[Excerpts from labeled region data]
● ● ●

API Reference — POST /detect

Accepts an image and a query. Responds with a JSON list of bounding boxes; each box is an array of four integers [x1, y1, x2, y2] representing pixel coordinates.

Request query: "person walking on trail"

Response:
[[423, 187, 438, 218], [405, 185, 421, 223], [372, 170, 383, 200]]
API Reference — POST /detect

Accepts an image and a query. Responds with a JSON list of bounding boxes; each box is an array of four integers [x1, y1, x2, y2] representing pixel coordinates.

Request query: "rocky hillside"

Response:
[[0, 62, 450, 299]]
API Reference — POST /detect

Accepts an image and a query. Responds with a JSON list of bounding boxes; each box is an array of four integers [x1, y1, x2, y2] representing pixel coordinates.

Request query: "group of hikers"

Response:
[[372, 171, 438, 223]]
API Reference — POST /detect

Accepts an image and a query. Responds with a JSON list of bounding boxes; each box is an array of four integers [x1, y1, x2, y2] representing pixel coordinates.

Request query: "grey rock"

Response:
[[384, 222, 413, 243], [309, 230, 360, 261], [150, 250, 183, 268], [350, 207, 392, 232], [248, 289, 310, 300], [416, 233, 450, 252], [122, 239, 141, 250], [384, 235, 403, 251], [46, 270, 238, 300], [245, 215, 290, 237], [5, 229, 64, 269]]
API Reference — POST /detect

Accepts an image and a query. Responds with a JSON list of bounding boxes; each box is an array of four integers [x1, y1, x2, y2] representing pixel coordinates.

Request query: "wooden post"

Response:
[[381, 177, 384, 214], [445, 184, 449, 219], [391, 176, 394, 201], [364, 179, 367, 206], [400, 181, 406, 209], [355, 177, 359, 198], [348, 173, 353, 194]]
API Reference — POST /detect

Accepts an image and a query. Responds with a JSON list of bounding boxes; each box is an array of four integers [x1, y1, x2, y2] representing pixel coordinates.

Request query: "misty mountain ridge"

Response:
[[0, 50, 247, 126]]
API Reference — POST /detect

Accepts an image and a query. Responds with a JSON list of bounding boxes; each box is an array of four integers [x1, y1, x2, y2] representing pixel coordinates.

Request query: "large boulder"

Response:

● ● ●

* **Work to be completed**
Output every line of the records above as a numbered list, omitting blank lines.

* **Right answer**
1. API Reference — POST /detect
2. Accepts an image and a query. Responds with a JSON list of bounding boxes; each box is an array of four integers [x1, y1, x2, y2] representing pixel coordinates.
3. Request query: "person walking on trail"
4. Response:
5. [[423, 187, 438, 218], [405, 185, 421, 223], [372, 170, 383, 200]]
6. API Reference — POST /detect
7. Accepts an image and a query. Responds with a JSON list of bounding boxes; each box is an array of four integers [x1, y1, x2, y2] representing pixel coordinates.
8. Request query: "rocky hillside"
9. Response:
10. [[0, 62, 450, 299]]
11. API Reference — POST /detect
12. Accepts an image and a query. Responds with a JSON list of bounding boxes; each box is an array of four integers [x1, y1, x2, y2] representing pixel coordinates.
13. Request query: "group of hikers"
14. Response:
15. [[372, 171, 438, 223]]
16. API Reference — POST /detect
17. Accepts an image and a query. Responds with a JSON list of bounding boxes; each box is an array of four integers [x1, y1, x2, y2] representing pixel coordinates.
18. Request query: "grey rock"
19. Response:
20. [[384, 222, 413, 243], [309, 230, 360, 261], [150, 250, 183, 268], [350, 207, 392, 232], [248, 289, 310, 300], [416, 233, 450, 252], [122, 239, 141, 250], [384, 235, 403, 251], [46, 270, 238, 300], [245, 215, 290, 237], [5, 229, 64, 269]]
21. API Reference — POST /detect
22. Accepts an image and a query. Responds with a JSON list of bounding boxes; each box is an array of four integers [x1, y1, x2, y2] representing pixel coordinates.
23. Request query: "wooden post"
24. Response:
25. [[381, 177, 384, 214], [445, 184, 449, 219], [391, 176, 394, 201], [364, 179, 367, 206], [400, 181, 406, 209], [355, 177, 359, 198], [348, 173, 353, 194]]
26. API Reference — POST /detect
27. Accepts an image and a query. Responds with a JSON list of bounding boxes; each box is an array of four integers [x1, y1, x2, y2] representing pixel coordinates.
28. Request query: "misty mountain ridge"
29. Response:
30. [[0, 50, 247, 126]]
31. API Reference — POST /detect
32. Accepts an image and a query. Responds with a JSON list of bounding boxes; each box is an array of four integers [x1, y1, x2, y2] representing pixel coordinates.
33. Request query: "large boulder"
34. Response:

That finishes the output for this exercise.